(Pointing and labeling entries)
▬▬▬
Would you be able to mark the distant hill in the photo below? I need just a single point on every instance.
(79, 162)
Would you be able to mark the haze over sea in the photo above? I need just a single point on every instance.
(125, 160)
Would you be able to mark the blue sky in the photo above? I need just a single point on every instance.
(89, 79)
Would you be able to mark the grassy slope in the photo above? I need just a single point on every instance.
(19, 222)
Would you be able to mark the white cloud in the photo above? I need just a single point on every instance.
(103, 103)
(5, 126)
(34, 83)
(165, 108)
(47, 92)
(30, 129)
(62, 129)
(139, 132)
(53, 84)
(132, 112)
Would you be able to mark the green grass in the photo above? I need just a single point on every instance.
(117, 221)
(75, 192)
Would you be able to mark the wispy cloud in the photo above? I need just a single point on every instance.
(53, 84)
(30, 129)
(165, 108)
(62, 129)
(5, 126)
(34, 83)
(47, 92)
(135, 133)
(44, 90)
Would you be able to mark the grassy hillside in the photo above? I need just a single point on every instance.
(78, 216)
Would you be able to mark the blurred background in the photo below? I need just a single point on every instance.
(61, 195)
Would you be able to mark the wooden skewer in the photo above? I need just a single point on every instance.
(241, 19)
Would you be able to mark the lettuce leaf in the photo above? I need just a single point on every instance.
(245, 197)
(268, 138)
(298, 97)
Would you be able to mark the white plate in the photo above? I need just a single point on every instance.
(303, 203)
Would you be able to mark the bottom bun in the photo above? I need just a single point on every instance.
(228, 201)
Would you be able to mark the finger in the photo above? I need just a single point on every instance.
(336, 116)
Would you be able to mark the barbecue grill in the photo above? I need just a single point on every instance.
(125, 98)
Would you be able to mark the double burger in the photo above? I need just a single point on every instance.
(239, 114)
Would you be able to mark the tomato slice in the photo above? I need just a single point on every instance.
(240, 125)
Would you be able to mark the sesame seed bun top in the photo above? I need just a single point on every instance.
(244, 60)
▬▬▬
** WRITTEN PROBLEM **
Can you reproduce, word for word, the lines of the items running from the one holding "Would you be able to mark the wooden" through the end of the items, both ends included, and output nothing else?

** FULL OUTPUT **
Would you be able to mark the wooden skewer in the photo above? I need just a single point on every instance.
(241, 19)
Would you be able to mark the lettuce leaf in the photo above? I need just a single point on every instance.
(245, 197)
(268, 138)
(298, 97)
Would you be able to mark the white plate in the photo above? I need just a single point on every instance.
(303, 203)
Would you be able to mark the bottom bun in the photo above? I need just a single point on every instance.
(228, 201)
Would you be able to mark the finger in the photo above? I need just a single point on every instance.
(336, 116)
Would you be able to mark the barbecue grill in the photo above? I need just a single point on every instance.
(125, 98)
Would you be able to mark the double burger in the photo above? I need just a single point on every instance.
(239, 114)
Would you be able to mark the tomato slice in the photo above? I need just a single point on every instance.
(240, 125)
Would you be able to mark the sesame seed bun top in the photo above? I need just a single point on every instance.
(244, 60)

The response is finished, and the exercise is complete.